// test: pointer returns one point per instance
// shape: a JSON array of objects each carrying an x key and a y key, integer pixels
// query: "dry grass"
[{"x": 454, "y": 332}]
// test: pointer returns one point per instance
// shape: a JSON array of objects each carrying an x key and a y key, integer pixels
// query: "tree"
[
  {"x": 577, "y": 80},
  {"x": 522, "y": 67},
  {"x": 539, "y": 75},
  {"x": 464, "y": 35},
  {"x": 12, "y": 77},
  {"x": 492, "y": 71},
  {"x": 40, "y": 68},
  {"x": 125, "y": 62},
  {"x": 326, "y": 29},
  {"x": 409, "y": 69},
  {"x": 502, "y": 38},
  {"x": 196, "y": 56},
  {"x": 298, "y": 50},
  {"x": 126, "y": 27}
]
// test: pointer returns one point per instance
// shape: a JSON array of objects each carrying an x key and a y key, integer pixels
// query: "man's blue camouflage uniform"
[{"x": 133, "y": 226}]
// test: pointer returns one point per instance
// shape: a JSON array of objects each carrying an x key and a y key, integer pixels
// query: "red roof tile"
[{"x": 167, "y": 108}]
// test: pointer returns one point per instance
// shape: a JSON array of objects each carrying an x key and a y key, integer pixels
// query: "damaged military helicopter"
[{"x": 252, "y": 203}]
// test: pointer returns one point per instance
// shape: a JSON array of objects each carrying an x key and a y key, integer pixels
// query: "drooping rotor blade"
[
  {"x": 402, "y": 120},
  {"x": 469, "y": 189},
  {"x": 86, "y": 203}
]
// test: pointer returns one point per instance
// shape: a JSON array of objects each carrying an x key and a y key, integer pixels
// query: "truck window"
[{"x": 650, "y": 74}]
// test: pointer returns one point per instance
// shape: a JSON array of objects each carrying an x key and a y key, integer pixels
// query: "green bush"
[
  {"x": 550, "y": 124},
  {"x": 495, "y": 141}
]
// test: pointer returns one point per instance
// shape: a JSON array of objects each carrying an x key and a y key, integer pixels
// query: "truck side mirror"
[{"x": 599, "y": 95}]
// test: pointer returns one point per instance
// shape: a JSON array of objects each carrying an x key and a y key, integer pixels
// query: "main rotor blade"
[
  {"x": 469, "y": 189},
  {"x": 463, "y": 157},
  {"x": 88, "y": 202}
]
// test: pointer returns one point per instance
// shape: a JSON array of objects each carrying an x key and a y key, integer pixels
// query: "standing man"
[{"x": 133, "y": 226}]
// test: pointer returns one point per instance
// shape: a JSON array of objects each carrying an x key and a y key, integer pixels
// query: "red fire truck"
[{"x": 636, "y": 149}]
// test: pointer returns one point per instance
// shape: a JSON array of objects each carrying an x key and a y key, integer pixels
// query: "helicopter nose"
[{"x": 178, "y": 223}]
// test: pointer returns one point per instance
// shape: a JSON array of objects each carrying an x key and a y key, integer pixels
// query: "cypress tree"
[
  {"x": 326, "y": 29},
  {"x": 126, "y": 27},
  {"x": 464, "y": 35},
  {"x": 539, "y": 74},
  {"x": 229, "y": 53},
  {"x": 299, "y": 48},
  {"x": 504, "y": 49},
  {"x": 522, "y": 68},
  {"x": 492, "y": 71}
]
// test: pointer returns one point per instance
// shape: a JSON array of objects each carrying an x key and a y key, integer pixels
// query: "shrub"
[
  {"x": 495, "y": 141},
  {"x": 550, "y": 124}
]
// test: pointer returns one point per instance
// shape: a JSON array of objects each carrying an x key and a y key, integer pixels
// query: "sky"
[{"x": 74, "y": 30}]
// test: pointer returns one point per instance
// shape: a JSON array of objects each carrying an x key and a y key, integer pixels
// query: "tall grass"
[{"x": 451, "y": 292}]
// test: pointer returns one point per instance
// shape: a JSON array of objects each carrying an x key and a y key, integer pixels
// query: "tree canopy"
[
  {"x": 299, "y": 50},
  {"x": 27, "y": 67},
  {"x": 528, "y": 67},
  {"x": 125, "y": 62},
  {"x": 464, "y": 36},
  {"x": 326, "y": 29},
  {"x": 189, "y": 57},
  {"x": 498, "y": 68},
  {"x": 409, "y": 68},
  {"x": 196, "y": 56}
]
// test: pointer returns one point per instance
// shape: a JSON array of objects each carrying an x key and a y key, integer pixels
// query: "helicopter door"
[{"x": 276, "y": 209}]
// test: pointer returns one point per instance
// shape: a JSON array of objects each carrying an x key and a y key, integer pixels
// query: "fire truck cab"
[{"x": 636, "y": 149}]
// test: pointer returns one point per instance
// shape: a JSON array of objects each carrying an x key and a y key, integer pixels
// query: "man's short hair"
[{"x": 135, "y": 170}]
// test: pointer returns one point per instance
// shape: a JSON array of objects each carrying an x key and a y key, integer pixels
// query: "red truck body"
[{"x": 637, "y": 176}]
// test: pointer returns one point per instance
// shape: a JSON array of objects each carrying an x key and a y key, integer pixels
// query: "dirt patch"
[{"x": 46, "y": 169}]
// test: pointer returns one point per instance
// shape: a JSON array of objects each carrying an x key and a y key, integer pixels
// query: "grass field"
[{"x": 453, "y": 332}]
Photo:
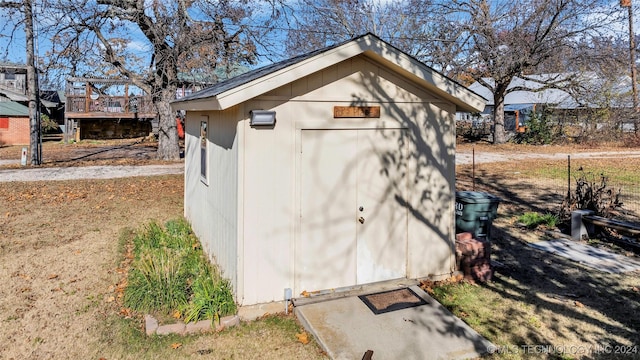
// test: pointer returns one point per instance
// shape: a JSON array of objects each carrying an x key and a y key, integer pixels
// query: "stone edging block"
[{"x": 152, "y": 327}]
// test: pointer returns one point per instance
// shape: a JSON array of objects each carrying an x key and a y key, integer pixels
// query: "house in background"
= = = = = = =
_TASK REQUIREMENTS_
Leave out the pictures and output every record above precisely as given.

_THE RESPONSE_
// test: pointer returns one point per instance
// shape: a JSON array of objects each carrying an x key and a y key, integer pixels
// query: "dry grass"
[{"x": 454, "y": 332}]
// test: pointer returns one point per instance
// shape: a JSON array of objects each carrying an x key and a y key, integer pixels
// query: "tree"
[
  {"x": 577, "y": 80},
  {"x": 522, "y": 67},
  {"x": 539, "y": 75},
  {"x": 464, "y": 35},
  {"x": 12, "y": 77},
  {"x": 492, "y": 71},
  {"x": 40, "y": 68},
  {"x": 125, "y": 62},
  {"x": 326, "y": 29},
  {"x": 409, "y": 69},
  {"x": 502, "y": 38},
  {"x": 196, "y": 56},
  {"x": 298, "y": 50},
  {"x": 126, "y": 27}
]
// test: pointer returns one point per instance
// shape: a JSON array of objects each carrying an x key and a y key, integer pixels
// query: "man's blue camouflage uniform"
[{"x": 133, "y": 226}]
// test: pointer returns one point per instance
// shape: a JSON array of objects each carrying an x key and a y key, integer pixels
// query: "red roof tile"
[{"x": 167, "y": 108}]
// test: pointer returns one point per instance
// shape: a JSON array of objects each carrying an x key and a y key, integer pixels
// query: "damaged military helicopter"
[{"x": 252, "y": 203}]
// test: pointer returns one point per instance
// shape: a JSON array of objects each carrying an x key and a y key, integer pixels
// query: "drooping rotor blade"
[
  {"x": 402, "y": 120},
  {"x": 469, "y": 189},
  {"x": 86, "y": 203}
]
// test: pointer returns one point per instance
// shape: a JSON array of objects each carrying an x key and a y key, integer pixels
// query: "truck window"
[{"x": 650, "y": 74}]
// test: pointer returns one point per instance
// shape: a JSON array of objects each carrying an x key and a y key, integer pixels
// query: "green bush"
[
  {"x": 550, "y": 124},
  {"x": 495, "y": 141}
]
// test: pointer returns one point per instance
// shape: a JSON array of objects each carrying an x key and a y key, integer pixels
// query: "truck side mirror"
[{"x": 599, "y": 95}]
// test: pointer returns one point per instance
// shape: a JSON array of objects each carrying an x key and a y key, integer pixels
// query: "main rotor blade"
[
  {"x": 469, "y": 189},
  {"x": 463, "y": 157},
  {"x": 88, "y": 202}
]
// test: pointer returns one point per instance
// shape: a JSON array of objects each carrying an x key and a y key, integer pixels
// query: "standing man"
[{"x": 133, "y": 226}]
// test: pointer returns one point per instance
// shape: a JSON array of objects each carrying an x key and a y key, integer pixels
// query: "red fire truck"
[{"x": 636, "y": 149}]
// test: pointer returns one point per instance
// shape: a JSON array of objects each carrying an x key and a y key, integer pixels
// query: "helicopter nose"
[{"x": 178, "y": 223}]
// test: pointer returns one point per instance
// shape: a JSON array of objects each carrying an x key and a y key, integer pixels
// query: "cypress tree"
[
  {"x": 326, "y": 29},
  {"x": 126, "y": 27},
  {"x": 464, "y": 35},
  {"x": 539, "y": 74},
  {"x": 229, "y": 53},
  {"x": 299, "y": 48},
  {"x": 504, "y": 49},
  {"x": 522, "y": 68},
  {"x": 492, "y": 71}
]
// test: pointer returns one point per instance
// shape: a JSON array of objects each carrying an x key and a y key, integer pixels
// query: "shrub"
[
  {"x": 495, "y": 141},
  {"x": 550, "y": 124}
]
// test: pointer returns one point per instance
// shape: a JSON array of objects each carrying an x key and a y key, integer pixels
// query: "sky"
[{"x": 74, "y": 30}]
// test: pointer returns one point per instance
// shape: a JSON array of objects each carrying an x key and a y key, integer pixels
// query: "tall grass"
[{"x": 451, "y": 292}]
// test: pointer returns one point per instance
// shape: a JSON array of objects each carrying an x key and a y key, integer pixels
// query: "tree canopy"
[
  {"x": 299, "y": 50},
  {"x": 27, "y": 67},
  {"x": 528, "y": 67},
  {"x": 125, "y": 62},
  {"x": 464, "y": 36},
  {"x": 326, "y": 29},
  {"x": 189, "y": 57},
  {"x": 498, "y": 68},
  {"x": 409, "y": 68},
  {"x": 196, "y": 56}
]
// test: pointer returns one point per instance
// shape: a JSON array of objects each carrying an x key and a y key, integer pixels
// query: "helicopter door"
[{"x": 276, "y": 209}]
// test: pointer returns one point per instance
// shape: a JSON array of objects each carrying an x key and a y key, integer pixels
// query: "fire truck cab"
[{"x": 636, "y": 149}]
// test: pointer returns one point per instance
// shape: a JSON array of objects each carrying an x key and a y key, integer pixels
// query: "man's short hair"
[{"x": 135, "y": 170}]
// test: pointer returns one point per instance
// shape: a JSON array of objects each carrying an x key and a y key, integer pixels
// query: "red truck body"
[{"x": 637, "y": 176}]
// test: pointer returns one point per instance
// shape: a JSON array of objects each carrying an x key and a y key, integer pixels
// query: "dirt patch"
[{"x": 46, "y": 169}]
// test: pointer returns one point per instance
// shape: a JSON array of objects each carrying an x key and a y key, integer pixels
// query: "grass field"
[{"x": 453, "y": 332}]
Photo:
// test: pointer returns one point per instance
// shape: a JSON array of objects each carrying an x key and a y key, integer pixels
// query: "stone edging block"
[{"x": 152, "y": 327}]
// test: pointer returns one point per instance
// shape: a JSON array of objects each carrying an x key and a y key, integer pixels
// query: "house in background"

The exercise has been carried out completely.